## Rows from a dataset
==============================

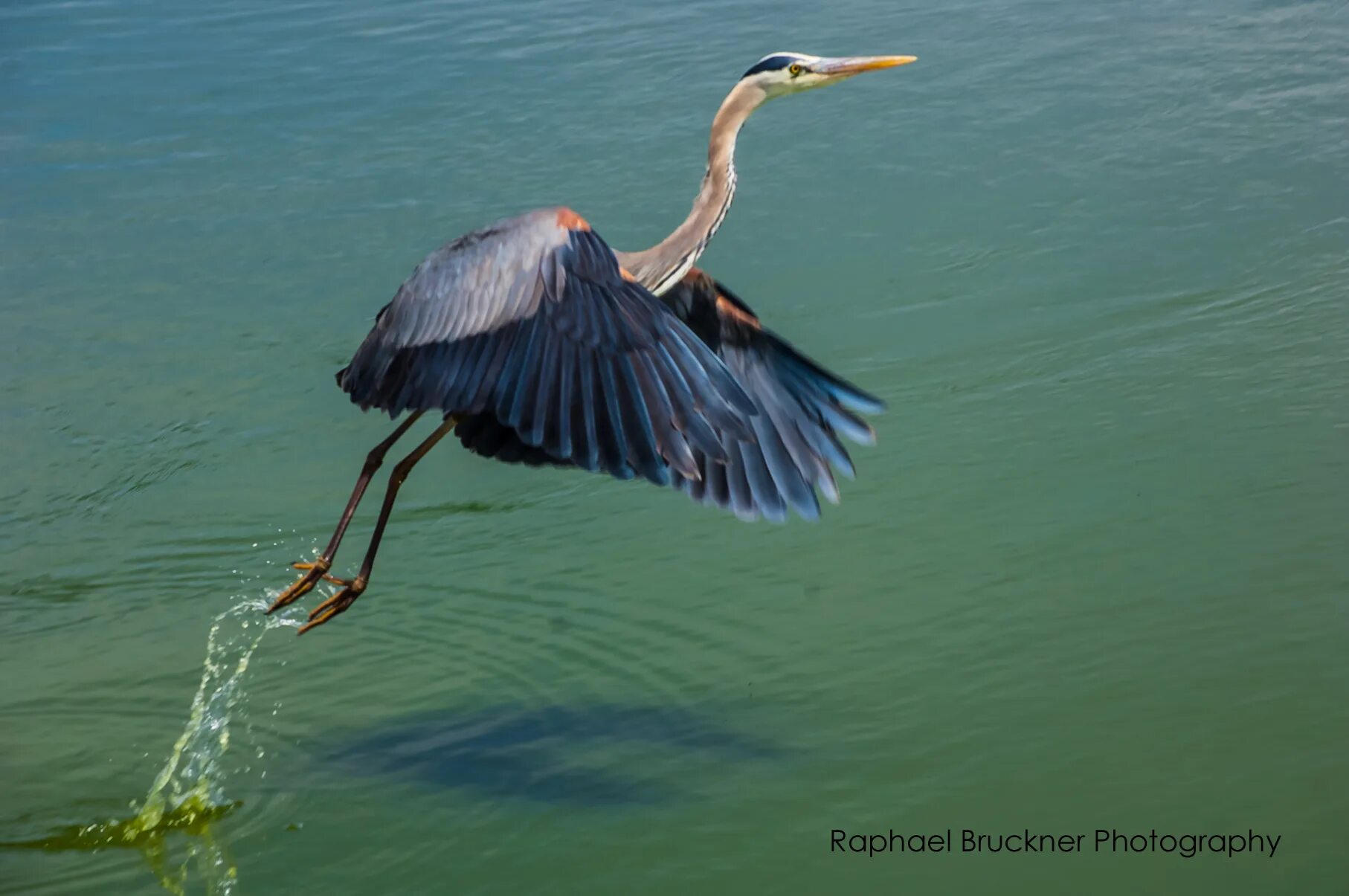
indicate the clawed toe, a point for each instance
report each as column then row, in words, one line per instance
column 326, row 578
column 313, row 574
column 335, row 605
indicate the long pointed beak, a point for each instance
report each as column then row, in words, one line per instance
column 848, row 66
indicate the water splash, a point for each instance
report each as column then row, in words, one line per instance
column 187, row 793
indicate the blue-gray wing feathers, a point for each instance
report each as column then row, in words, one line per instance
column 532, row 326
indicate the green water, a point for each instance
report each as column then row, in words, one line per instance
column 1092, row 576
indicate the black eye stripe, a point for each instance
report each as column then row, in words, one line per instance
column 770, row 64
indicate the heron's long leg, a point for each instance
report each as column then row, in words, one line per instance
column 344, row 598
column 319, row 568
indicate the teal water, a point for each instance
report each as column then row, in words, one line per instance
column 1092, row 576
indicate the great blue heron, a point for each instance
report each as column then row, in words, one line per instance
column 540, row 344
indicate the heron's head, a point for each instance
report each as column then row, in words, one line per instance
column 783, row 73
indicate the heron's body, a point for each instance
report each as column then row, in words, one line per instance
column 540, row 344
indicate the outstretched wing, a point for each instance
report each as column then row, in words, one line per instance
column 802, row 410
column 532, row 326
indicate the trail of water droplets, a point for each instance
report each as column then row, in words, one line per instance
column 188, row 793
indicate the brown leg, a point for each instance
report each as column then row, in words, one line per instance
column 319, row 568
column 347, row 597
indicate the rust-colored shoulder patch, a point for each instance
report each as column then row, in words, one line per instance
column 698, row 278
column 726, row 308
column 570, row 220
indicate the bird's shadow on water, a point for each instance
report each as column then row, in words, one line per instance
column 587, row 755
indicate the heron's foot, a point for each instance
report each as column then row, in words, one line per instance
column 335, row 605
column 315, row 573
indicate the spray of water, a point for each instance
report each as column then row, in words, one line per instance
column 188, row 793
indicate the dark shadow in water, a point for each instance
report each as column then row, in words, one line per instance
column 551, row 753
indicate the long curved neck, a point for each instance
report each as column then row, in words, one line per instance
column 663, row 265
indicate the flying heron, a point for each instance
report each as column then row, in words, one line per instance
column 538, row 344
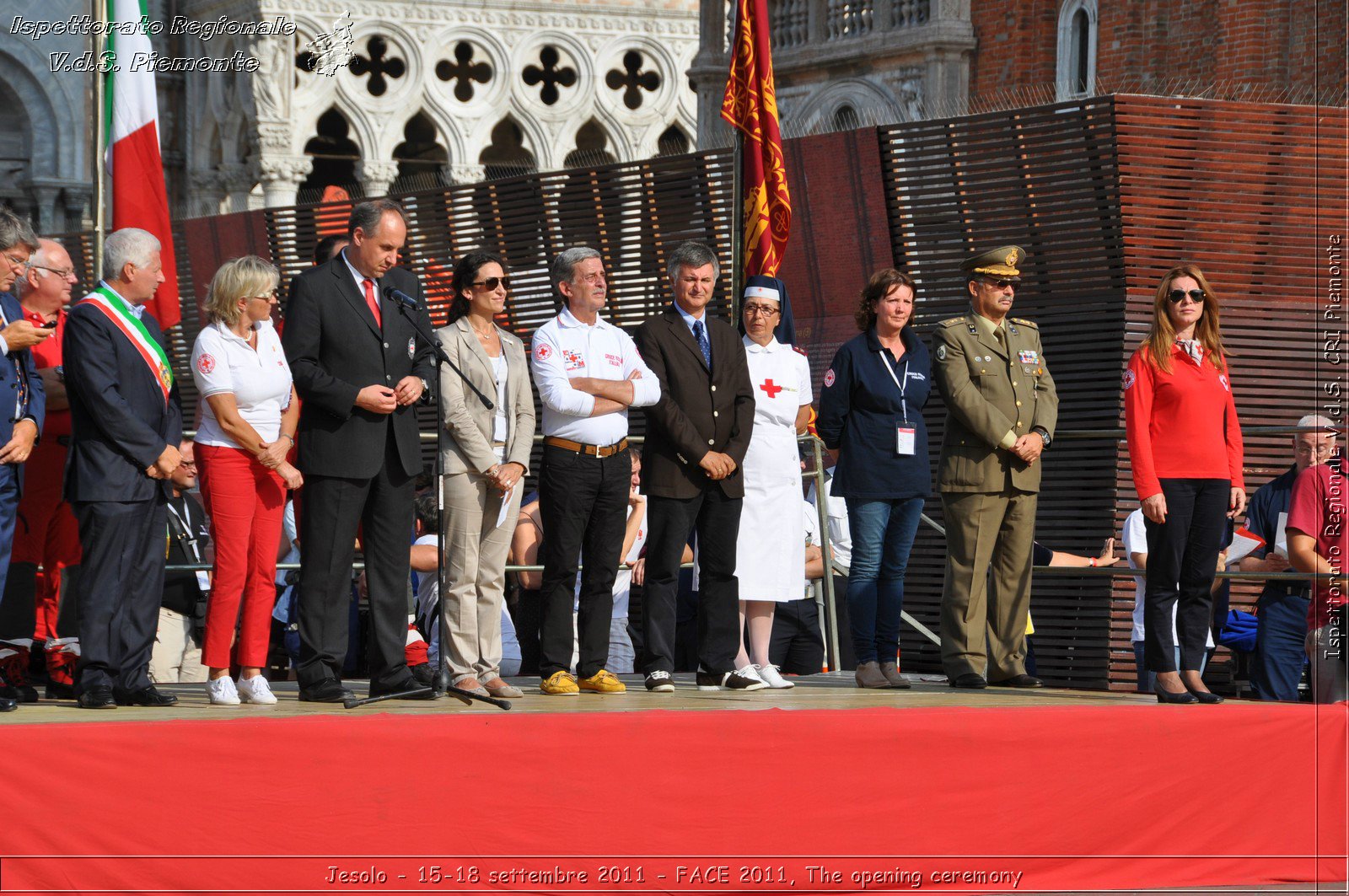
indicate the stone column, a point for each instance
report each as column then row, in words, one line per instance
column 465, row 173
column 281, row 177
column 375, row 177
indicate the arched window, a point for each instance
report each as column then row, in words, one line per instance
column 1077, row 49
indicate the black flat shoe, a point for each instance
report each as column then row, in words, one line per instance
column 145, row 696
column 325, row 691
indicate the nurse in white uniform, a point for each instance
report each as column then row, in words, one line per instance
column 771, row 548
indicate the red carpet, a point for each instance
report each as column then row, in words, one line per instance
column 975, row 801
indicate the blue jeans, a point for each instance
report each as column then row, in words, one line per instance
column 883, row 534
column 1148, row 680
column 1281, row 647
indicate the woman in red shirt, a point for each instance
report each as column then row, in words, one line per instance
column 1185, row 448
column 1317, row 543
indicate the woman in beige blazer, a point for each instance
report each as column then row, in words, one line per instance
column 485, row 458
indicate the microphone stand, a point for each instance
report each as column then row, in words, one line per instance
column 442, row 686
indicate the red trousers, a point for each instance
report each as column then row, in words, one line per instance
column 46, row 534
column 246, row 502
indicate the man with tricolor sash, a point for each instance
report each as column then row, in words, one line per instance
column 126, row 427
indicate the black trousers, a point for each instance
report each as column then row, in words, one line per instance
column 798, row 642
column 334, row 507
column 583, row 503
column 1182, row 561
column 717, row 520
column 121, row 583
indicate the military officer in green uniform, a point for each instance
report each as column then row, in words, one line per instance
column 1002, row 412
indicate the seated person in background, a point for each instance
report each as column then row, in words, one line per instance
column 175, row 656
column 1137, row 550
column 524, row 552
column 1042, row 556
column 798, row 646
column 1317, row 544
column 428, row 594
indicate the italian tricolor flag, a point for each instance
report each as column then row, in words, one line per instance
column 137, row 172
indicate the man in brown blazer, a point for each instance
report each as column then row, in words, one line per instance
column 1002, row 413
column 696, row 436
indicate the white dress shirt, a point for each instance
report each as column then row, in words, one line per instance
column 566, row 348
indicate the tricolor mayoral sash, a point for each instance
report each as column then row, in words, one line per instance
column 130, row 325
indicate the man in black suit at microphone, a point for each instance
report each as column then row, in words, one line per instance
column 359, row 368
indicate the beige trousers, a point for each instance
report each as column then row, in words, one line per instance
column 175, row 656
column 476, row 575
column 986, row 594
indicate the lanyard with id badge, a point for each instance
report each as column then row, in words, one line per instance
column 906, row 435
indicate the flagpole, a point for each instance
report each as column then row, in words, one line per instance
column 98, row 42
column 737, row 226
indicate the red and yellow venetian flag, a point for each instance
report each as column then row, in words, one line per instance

==============================

Copy every line of the entries above word for word, leaving out the pictures.

indicate the clawed toe, a point for each instance
report each as column then row, in words, one line per instance
column 326, row 578
column 313, row 574
column 335, row 605
indicate the long pointed beak, a point for each instance
report each as column then row, in words, one line per instance
column 848, row 66
indicate the water splash, a point for each instance
report each as column then row, in words, one line per instance
column 187, row 793
indicate the blue-gray wing feathers, a point for each instance
report each as column then row, in words, one line per instance
column 532, row 326
indicate the green water, a point for each instance
report each as column then row, in words, one line per instance
column 1092, row 576
indicate the black eye stripe, a point for each instance
report each as column then row, in words, one line per instance
column 770, row 64
indicate the heron's long leg, a point for each instance
report each as column then row, in words, one line per instance
column 344, row 598
column 319, row 568
indicate the teal water, a point for each instance
report each as column then row, in words, one line per instance
column 1092, row 576
indicate the great blue heron, a point for each instance
report each as column then row, in words, one line per instance
column 540, row 344
indicate the heron's head, a point for each instance
report each as column then row, in words, one line per instance
column 783, row 73
indicate the heron's body, a point for each instance
report each as column then row, in words, one line per instance
column 540, row 344
indicate the outstretched wing, a point for each instance
report each as column then row, in words, one line per instance
column 802, row 410
column 532, row 326
indicate the trail of water droplets, a point for each instance
report each as column then row, in words, one line per instance
column 188, row 793
indicate the brown leg, a point for each instance
report each as column then row, in words, one line per instance
column 319, row 568
column 347, row 597
indicate the rust-colored shoulder patch, a point for each instance
report each as column then row, in words, one line per instance
column 698, row 278
column 726, row 308
column 570, row 220
indicate the bird's shadow on water, a point for each instance
report each as column then row, in words, one line per instance
column 587, row 755
indicate the heron's foot, a point for each instance
report each as column then row, in words, one line per instance
column 335, row 605
column 315, row 573
indicate the spray of water, a point for each instance
report each as column then row, in words, one line per instance
column 188, row 793
indicate the dark shadow in water, a point for each instance
report each as column then row, in words, one line per instance
column 551, row 753
indicate the long curved neck, a point for each instance
report each as column then row, in words, one line per instance
column 663, row 265
indicate the flying heron, a point for each instance
report each as column then row, in words, one line per instance
column 538, row 344
indicate the stone column, a point for each instance
report each as column then row, in words, one line per instance
column 465, row 173
column 281, row 177
column 375, row 177
indicate the arched window, a point for each instance
report each as column then row, in words, one line per instance
column 1077, row 49
indicate the black flat shoe, a point for each instance
report each as column then row, in words, one line per instance
column 145, row 696
column 325, row 691
indicate the nurse in white uniform, a point for each instance
report each as column then row, in words, one line per instance
column 771, row 548
indicate the red carpet, a point for each instance
report each as column then row, in words, one line per instance
column 975, row 801
indicate the blue jeans, a point for each instance
report each as column then row, in words, one line per instance
column 883, row 534
column 1148, row 680
column 1281, row 647
indicate the woman in red shirt, a point for each instance
report each as column then row, in words, one line per instance
column 1185, row 448
column 1317, row 543
indicate the woman in beige blazer, a point for each instance
report each as column then row, in words, one line per instance
column 485, row 458
indicate the microphone stand, a point for each instance
report each as column then row, in words, one line per instance
column 442, row 686
indicate the red trousers, a point for each instance
report each as column then row, in words, one line per instance
column 46, row 534
column 246, row 502
indicate the man with tricolor sash, a point for each instance
report each as column then row, in words, one line per instance
column 126, row 427
indicate the black trousers, a point for each instance
report each as column then row, in words, one line per instance
column 798, row 642
column 334, row 507
column 583, row 503
column 1182, row 561
column 717, row 520
column 121, row 583
indicate the military officer in green uniform, a point for each instance
report each as column then row, in words, one line per instance
column 1002, row 412
indicate the seated person in background, a point for each instance
report each as column then row, in words, one line per instance
column 175, row 656
column 1137, row 550
column 524, row 552
column 1042, row 556
column 798, row 646
column 1317, row 544
column 428, row 594
indicate the italian tricolor flag, a point for each instance
report each as column then row, in words, one line per instance
column 137, row 172
indicate the man in brown blazer, a point for each instance
report each as column then row, in words, one line per instance
column 1002, row 413
column 696, row 436
indicate the white dress shirt, a point for each instance
report each as column then row, in words, one line per instance
column 566, row 348
indicate the tricolor mayoral sash, a point for each instance
report each as column then row, in words, one line per instance
column 130, row 325
indicate the man in black suit at microphone, a point for each instance
report each as column then row, in words, one line per instance
column 359, row 368
indicate the beige trousers, a point for each instance
report each as column then row, in words, one line per instance
column 175, row 656
column 476, row 575
column 986, row 594
indicate the lanyard with id badge, a point for each instance
report each as column then row, in words, one line per instance
column 906, row 435
indicate the flagpole, a point for each instance
report each as column then row, in words, one line per instance
column 98, row 42
column 737, row 226
indicate the red and yellow venetian flag, a point for each instance
report each as column then row, in words, one line per instance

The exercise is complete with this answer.